_Arbeitsauftrag_
Geben Sie jede Zeile der Einträge an, die das Wort „with“ enthält, und beachten Sie dabei die Groß- und Kleinschreibung.

_Bereitgestelltes Material_

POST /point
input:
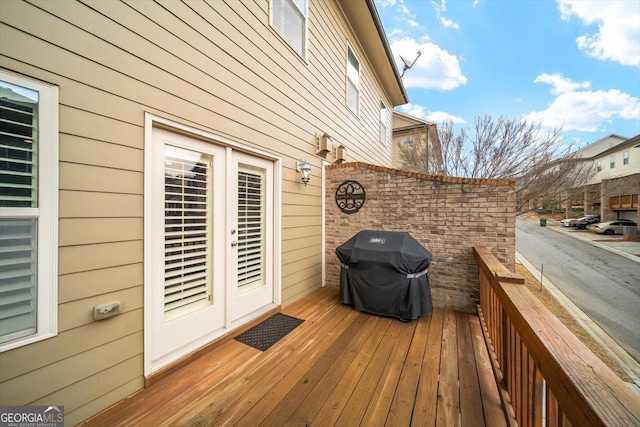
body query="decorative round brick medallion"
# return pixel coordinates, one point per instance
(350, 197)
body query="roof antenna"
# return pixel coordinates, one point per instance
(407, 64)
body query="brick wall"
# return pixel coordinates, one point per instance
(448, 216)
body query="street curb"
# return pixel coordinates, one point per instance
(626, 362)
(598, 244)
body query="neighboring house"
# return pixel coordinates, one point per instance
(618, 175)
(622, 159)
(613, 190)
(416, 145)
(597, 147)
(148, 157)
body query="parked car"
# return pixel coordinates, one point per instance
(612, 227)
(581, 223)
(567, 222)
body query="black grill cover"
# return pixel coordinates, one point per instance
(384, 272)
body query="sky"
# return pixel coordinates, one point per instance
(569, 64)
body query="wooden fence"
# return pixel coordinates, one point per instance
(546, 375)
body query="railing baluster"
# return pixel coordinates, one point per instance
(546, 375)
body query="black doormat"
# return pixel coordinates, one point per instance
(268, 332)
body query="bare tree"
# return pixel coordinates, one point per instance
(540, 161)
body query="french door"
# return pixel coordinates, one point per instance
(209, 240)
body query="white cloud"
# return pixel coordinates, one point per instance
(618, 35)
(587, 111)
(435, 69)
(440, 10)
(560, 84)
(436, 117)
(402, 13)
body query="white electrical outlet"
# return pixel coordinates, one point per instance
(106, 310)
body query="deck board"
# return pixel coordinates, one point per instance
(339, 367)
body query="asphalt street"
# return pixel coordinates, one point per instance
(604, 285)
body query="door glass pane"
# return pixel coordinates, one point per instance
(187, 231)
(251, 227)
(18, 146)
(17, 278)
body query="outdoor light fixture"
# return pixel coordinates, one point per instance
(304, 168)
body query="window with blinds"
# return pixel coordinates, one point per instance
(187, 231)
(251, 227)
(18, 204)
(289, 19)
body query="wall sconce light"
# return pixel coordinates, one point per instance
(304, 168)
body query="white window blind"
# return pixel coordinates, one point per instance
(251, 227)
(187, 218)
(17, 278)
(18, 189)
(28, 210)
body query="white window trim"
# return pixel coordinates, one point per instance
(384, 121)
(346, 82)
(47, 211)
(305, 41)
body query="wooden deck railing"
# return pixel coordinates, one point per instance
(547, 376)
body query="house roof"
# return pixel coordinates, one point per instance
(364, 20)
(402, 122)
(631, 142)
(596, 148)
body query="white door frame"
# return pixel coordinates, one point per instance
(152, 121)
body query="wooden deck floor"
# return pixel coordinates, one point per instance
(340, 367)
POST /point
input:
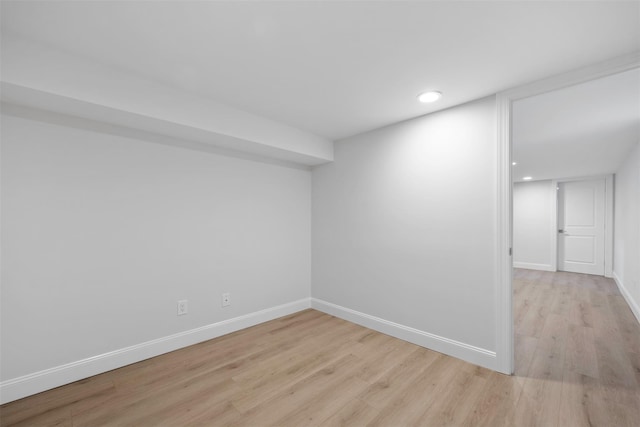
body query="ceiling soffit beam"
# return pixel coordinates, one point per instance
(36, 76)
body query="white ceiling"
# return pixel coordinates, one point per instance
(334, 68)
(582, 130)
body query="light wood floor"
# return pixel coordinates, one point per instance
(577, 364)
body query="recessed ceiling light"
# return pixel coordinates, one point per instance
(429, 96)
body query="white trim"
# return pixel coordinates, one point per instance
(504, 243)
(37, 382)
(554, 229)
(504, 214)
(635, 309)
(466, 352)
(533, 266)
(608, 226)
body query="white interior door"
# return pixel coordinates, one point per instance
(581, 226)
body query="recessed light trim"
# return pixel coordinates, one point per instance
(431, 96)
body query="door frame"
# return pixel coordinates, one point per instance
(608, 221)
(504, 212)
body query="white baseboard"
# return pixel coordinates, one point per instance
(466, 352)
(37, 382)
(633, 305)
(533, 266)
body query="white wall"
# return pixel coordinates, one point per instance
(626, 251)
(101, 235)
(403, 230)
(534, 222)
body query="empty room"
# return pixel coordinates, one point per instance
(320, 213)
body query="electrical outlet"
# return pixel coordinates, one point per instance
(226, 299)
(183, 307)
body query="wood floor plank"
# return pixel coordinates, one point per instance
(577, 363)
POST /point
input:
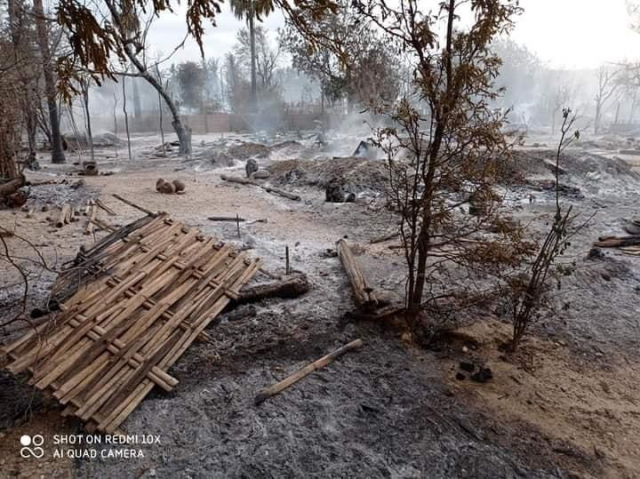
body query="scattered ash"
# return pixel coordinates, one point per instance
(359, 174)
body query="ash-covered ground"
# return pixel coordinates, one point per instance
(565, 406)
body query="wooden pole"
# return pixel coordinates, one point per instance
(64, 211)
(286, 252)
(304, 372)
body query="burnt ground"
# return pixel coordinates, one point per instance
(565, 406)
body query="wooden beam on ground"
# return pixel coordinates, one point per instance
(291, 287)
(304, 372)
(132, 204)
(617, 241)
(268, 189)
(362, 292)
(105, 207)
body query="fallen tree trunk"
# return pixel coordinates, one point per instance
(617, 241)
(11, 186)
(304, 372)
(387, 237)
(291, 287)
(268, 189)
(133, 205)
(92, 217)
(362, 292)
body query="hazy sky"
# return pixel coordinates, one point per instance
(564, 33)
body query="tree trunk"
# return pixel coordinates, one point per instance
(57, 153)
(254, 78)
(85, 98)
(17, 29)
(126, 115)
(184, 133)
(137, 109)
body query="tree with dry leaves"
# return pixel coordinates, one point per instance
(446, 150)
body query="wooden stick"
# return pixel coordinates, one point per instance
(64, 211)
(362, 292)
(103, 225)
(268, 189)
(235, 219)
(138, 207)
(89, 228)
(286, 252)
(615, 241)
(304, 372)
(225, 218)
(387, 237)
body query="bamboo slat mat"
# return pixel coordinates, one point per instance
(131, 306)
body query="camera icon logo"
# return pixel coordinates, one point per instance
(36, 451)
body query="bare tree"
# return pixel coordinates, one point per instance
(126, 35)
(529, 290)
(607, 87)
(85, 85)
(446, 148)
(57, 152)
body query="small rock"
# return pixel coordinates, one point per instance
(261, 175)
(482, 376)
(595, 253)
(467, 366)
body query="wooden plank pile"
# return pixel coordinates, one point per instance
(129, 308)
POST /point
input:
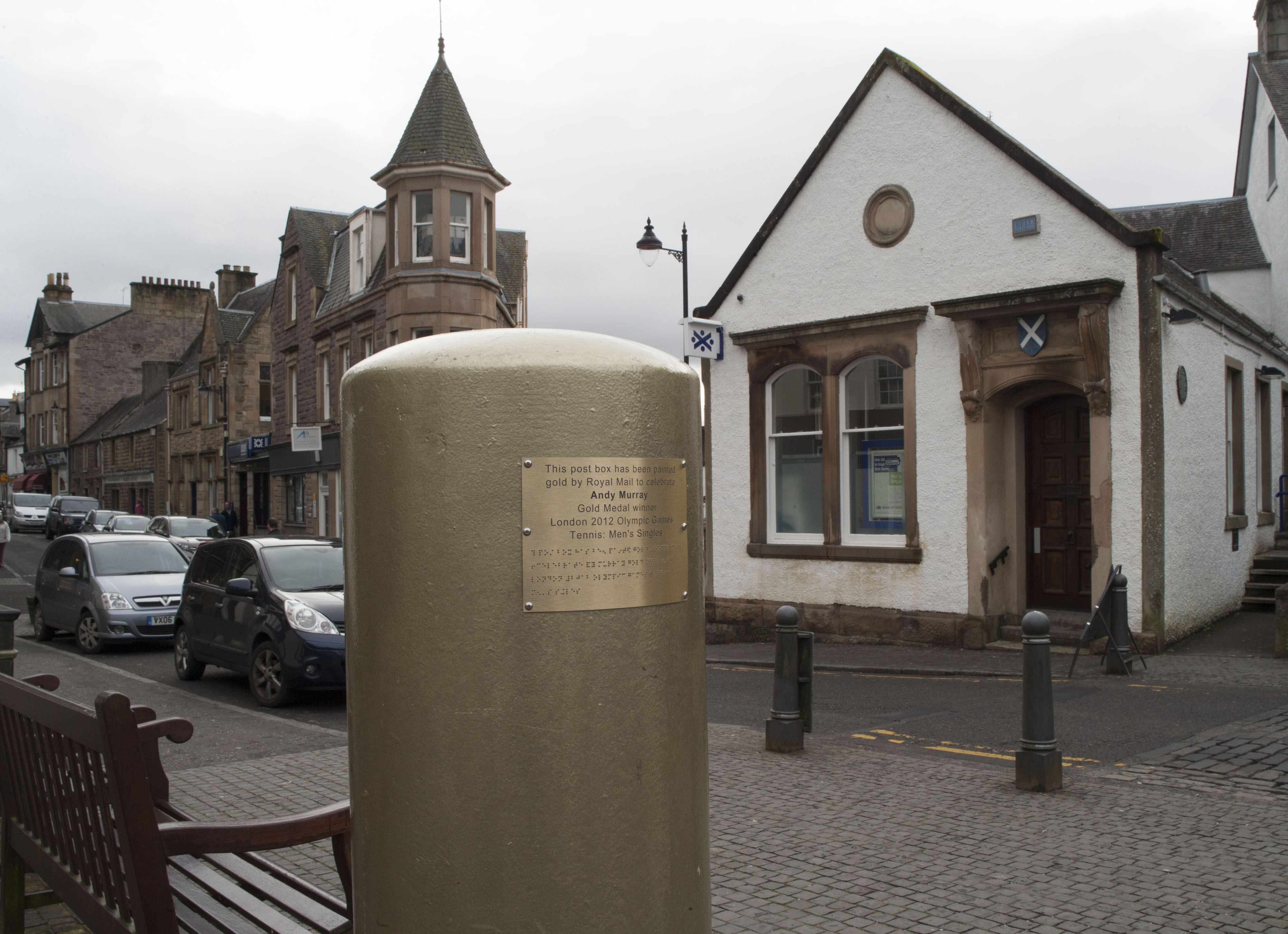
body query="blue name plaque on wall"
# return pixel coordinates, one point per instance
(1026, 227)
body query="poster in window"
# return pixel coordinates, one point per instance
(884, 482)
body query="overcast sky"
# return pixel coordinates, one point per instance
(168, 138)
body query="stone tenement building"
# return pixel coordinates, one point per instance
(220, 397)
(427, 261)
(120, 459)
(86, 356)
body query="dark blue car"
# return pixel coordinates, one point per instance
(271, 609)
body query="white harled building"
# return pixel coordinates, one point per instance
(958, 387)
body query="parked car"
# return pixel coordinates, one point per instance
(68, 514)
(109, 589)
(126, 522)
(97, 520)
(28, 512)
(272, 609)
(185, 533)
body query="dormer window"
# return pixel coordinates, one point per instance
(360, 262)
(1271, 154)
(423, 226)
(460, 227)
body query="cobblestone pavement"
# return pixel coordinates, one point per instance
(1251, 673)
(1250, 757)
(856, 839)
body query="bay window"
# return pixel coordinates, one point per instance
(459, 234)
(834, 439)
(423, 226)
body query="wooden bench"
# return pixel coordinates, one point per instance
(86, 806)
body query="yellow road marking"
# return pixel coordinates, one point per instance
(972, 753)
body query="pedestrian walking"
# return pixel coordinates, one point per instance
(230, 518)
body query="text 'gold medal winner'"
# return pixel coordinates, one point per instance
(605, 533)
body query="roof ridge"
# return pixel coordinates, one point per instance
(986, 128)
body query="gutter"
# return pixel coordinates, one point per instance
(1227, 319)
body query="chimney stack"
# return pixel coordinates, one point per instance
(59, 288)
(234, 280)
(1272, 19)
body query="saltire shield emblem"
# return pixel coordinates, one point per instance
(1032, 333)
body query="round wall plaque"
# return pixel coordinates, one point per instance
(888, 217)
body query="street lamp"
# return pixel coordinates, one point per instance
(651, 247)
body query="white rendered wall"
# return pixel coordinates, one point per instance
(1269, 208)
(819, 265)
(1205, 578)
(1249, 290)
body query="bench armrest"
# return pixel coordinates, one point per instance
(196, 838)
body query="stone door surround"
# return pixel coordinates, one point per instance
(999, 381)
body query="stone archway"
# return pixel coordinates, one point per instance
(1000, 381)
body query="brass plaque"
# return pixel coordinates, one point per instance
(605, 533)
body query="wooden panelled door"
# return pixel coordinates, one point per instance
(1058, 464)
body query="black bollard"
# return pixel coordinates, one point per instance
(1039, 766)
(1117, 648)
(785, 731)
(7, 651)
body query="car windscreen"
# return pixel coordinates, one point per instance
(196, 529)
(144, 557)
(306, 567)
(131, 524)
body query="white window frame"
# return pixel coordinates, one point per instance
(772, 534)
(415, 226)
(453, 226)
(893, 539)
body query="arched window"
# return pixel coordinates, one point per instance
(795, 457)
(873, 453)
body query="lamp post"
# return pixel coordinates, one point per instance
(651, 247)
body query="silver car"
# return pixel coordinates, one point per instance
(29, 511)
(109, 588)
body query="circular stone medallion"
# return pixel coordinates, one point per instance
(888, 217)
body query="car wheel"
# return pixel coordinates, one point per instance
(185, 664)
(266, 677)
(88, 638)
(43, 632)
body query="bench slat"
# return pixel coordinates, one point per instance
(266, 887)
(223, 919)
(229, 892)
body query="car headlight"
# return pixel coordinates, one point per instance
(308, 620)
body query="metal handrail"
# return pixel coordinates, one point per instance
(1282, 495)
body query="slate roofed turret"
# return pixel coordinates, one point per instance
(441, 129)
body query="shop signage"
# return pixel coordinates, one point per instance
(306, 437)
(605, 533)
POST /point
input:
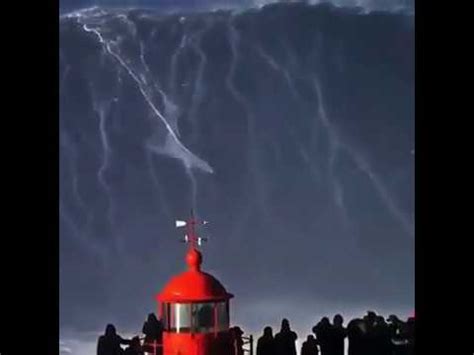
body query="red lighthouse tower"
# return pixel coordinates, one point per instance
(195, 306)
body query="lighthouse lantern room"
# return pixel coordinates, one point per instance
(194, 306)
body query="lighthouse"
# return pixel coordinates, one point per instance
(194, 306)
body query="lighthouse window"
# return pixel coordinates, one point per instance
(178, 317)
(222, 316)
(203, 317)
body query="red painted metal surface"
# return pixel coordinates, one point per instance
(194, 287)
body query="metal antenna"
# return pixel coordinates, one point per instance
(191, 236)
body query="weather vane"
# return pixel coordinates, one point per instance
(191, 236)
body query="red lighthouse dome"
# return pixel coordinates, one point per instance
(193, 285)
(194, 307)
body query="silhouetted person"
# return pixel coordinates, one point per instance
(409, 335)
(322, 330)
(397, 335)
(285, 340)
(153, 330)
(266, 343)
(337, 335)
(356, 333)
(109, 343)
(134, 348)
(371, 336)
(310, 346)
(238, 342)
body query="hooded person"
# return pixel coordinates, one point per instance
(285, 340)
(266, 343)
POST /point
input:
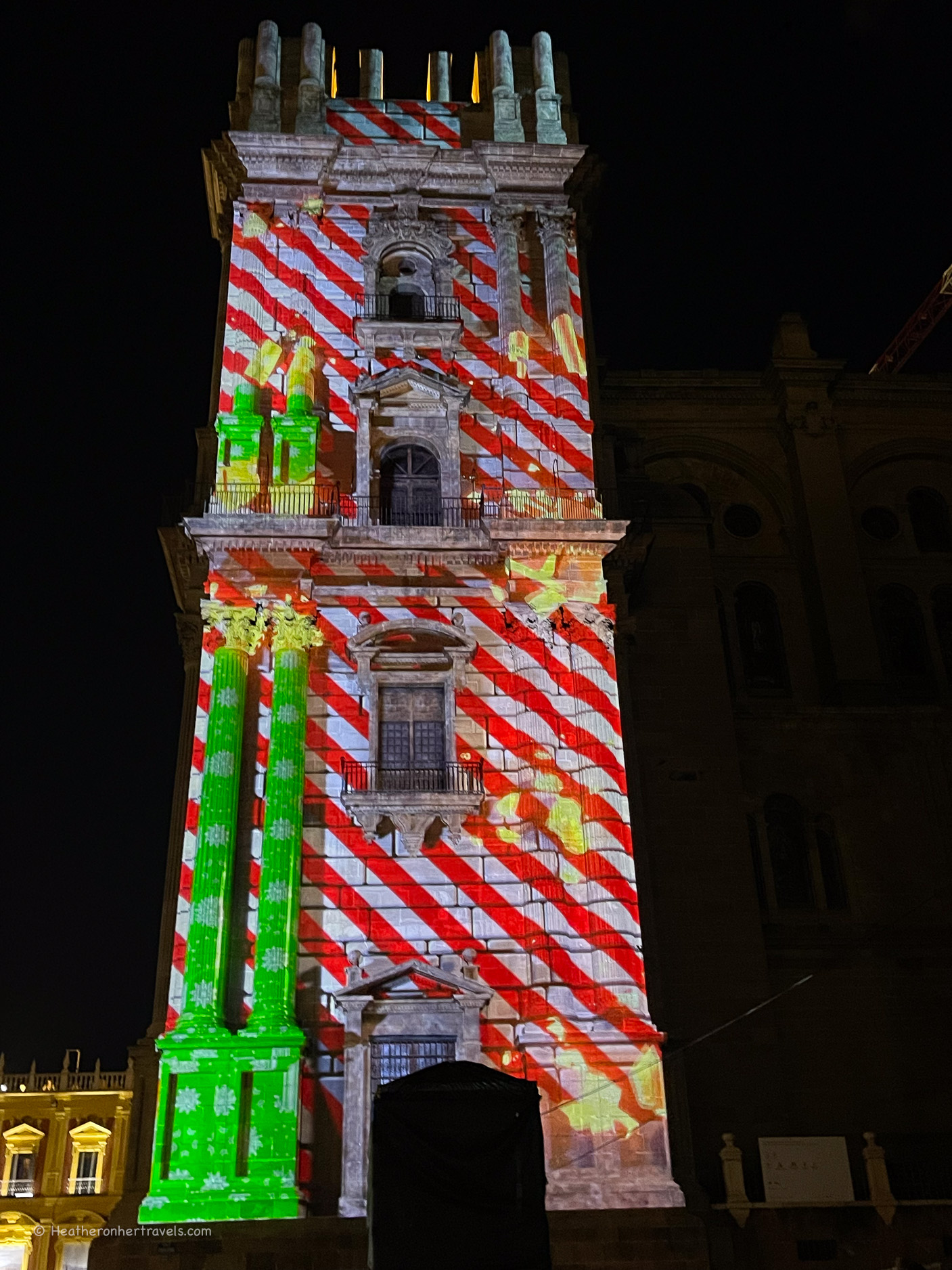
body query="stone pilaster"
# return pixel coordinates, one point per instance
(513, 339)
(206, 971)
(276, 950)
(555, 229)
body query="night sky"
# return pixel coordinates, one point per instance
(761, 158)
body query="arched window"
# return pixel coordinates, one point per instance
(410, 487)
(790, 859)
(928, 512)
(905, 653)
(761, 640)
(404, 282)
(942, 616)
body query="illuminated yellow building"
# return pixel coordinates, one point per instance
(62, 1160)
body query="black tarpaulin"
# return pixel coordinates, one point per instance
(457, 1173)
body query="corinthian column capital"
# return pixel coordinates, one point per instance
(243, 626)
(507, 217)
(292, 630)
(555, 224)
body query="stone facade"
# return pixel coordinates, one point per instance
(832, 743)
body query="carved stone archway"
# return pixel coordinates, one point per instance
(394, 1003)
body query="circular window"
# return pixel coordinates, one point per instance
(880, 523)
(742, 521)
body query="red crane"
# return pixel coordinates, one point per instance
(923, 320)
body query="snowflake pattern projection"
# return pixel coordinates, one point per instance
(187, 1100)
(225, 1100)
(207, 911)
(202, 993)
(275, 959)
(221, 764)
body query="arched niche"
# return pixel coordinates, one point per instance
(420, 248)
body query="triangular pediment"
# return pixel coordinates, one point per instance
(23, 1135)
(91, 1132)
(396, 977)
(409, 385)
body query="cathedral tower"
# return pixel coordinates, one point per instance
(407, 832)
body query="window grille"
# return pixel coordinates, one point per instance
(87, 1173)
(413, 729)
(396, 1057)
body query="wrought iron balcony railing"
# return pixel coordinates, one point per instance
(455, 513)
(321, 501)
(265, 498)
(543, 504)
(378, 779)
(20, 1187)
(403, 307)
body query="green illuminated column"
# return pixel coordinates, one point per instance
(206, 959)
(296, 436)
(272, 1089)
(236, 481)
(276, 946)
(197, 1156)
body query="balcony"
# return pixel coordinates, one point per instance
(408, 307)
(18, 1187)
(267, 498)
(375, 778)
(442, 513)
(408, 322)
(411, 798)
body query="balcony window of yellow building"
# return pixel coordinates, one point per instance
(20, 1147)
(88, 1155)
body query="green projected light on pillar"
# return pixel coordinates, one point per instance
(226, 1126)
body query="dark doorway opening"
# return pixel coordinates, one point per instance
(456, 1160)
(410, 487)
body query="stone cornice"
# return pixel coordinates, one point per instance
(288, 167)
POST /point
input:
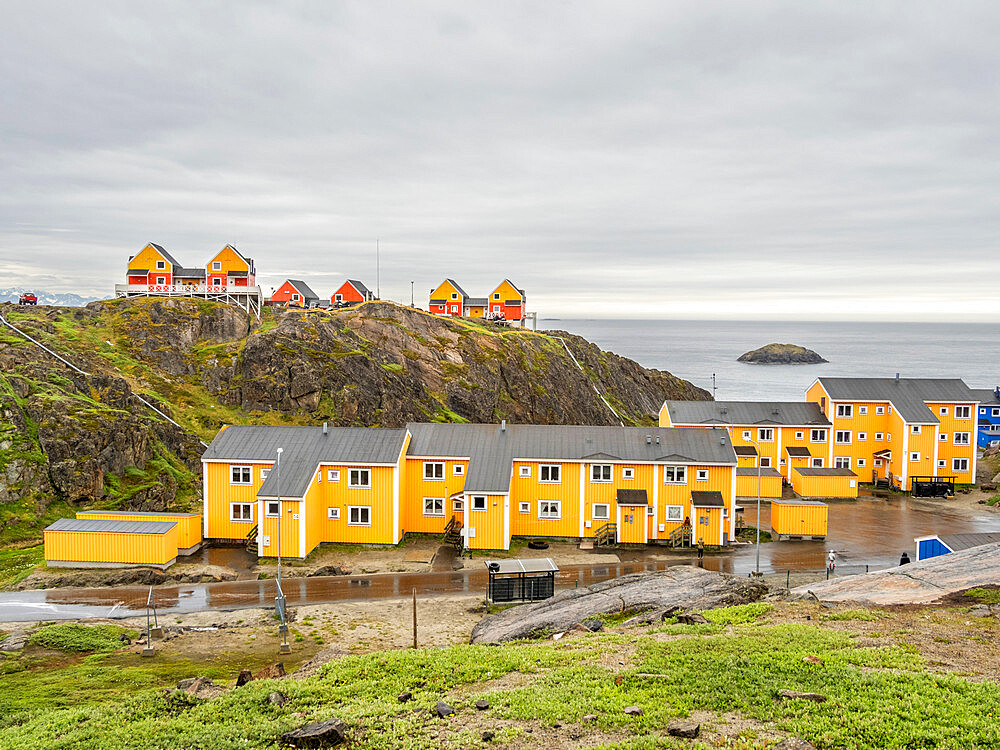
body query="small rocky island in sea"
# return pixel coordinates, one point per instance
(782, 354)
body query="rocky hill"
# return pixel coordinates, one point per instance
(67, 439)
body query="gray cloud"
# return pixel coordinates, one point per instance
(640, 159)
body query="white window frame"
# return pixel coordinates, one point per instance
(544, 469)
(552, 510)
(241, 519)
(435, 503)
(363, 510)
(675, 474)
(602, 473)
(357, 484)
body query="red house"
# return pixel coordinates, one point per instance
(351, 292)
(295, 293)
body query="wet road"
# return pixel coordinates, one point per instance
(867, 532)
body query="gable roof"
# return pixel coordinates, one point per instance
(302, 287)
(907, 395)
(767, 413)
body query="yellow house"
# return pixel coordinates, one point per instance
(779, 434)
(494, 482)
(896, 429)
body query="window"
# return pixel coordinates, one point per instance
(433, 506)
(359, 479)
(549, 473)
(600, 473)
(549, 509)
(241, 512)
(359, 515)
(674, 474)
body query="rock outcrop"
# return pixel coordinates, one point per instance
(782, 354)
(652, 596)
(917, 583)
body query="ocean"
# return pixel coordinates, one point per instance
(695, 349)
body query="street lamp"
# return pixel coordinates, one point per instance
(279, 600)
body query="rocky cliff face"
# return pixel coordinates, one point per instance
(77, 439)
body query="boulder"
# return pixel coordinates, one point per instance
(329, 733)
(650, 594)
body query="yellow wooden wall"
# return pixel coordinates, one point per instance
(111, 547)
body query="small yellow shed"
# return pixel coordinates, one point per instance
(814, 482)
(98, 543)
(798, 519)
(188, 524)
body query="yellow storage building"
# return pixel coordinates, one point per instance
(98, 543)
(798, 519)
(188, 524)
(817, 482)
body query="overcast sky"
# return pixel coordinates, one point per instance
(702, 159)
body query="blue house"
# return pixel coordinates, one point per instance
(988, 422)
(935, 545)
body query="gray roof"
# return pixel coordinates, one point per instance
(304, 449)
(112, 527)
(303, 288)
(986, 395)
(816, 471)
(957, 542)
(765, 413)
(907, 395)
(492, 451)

_Schriftliche Lösung_
body query="window with blinds"
body query="tree with dry leaves"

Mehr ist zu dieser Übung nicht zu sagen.